==== Listed records
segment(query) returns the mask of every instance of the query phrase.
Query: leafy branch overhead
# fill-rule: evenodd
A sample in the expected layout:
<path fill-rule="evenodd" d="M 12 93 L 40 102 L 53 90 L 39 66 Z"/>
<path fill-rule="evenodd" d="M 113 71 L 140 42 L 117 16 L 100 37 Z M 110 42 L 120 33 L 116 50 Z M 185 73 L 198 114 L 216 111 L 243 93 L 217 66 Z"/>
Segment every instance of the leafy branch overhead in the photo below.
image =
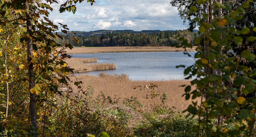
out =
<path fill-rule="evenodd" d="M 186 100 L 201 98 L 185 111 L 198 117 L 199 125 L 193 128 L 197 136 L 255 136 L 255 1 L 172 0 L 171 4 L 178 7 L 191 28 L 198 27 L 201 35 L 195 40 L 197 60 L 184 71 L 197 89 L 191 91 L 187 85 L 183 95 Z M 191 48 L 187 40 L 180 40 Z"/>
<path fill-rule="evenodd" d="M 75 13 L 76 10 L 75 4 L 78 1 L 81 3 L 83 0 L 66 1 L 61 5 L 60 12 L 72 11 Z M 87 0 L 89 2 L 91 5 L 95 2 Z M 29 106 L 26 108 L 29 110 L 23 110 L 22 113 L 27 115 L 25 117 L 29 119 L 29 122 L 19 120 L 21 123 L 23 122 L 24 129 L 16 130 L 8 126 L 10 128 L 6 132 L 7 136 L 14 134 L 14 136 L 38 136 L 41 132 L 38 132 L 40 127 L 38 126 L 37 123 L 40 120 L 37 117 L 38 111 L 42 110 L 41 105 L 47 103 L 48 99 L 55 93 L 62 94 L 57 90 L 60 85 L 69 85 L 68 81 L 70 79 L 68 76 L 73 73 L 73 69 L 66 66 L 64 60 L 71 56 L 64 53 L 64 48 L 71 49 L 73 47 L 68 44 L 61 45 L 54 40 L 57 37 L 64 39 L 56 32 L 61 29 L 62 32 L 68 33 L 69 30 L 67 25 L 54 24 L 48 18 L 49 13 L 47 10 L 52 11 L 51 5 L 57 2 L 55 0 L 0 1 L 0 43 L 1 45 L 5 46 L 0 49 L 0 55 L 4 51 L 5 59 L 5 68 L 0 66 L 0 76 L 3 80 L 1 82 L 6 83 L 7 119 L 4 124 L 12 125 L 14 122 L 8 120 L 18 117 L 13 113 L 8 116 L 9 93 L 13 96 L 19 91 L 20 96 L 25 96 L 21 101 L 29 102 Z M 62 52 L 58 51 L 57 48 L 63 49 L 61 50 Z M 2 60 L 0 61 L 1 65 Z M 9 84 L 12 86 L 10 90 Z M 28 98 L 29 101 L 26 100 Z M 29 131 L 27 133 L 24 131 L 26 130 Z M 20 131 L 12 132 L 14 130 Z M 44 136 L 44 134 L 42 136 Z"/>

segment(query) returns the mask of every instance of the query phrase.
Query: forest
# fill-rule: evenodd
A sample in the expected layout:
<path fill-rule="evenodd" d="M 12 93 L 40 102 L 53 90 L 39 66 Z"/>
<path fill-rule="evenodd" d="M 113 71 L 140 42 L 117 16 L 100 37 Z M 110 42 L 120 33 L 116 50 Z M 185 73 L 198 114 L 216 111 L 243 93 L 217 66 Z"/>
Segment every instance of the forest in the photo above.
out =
========
==== Listed records
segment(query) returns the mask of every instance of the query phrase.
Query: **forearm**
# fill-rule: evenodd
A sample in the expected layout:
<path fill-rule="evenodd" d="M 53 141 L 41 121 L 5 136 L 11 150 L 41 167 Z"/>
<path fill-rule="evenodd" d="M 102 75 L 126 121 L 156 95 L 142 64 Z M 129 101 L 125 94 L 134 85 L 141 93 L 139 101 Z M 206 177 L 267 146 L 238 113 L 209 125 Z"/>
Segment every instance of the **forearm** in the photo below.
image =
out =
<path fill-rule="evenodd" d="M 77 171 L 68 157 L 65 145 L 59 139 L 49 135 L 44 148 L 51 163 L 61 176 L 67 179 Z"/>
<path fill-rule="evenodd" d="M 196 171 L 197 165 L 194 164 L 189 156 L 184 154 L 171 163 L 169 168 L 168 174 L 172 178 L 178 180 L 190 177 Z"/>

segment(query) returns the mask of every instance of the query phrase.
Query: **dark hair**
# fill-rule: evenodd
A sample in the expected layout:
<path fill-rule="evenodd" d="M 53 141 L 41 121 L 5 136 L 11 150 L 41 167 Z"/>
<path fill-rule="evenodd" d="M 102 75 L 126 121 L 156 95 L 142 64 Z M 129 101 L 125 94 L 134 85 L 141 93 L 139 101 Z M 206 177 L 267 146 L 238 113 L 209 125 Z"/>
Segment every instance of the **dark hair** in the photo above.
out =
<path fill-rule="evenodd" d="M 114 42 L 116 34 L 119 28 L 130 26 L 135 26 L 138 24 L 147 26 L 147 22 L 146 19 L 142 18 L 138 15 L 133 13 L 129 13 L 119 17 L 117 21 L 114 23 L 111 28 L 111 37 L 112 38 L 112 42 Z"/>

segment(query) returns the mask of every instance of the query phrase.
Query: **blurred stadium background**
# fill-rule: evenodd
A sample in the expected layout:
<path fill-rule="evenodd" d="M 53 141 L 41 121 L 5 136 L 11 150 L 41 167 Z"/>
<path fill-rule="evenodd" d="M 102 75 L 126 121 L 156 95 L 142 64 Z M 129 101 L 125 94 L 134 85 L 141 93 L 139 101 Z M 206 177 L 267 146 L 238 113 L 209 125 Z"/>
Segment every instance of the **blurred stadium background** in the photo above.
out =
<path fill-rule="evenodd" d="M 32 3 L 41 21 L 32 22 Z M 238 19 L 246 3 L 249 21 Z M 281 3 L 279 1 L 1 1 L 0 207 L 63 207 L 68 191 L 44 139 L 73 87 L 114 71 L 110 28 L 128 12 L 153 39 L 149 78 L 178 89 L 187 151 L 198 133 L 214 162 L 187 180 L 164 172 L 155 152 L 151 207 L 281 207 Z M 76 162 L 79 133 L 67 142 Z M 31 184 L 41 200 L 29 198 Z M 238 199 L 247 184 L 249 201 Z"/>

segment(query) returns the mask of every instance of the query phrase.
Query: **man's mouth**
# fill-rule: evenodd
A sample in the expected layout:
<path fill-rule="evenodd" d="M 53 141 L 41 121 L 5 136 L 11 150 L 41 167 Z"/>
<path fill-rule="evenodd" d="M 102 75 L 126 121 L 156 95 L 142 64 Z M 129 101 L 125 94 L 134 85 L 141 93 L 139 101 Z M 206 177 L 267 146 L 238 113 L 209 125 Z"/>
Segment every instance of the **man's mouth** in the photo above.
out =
========
_The exercise:_ Collect every line of the items above that contains the string "background", and copy each one.

_The response:_
Query: **blurred stadium background**
Segment every instance of the **blurred stadium background** in the photo above.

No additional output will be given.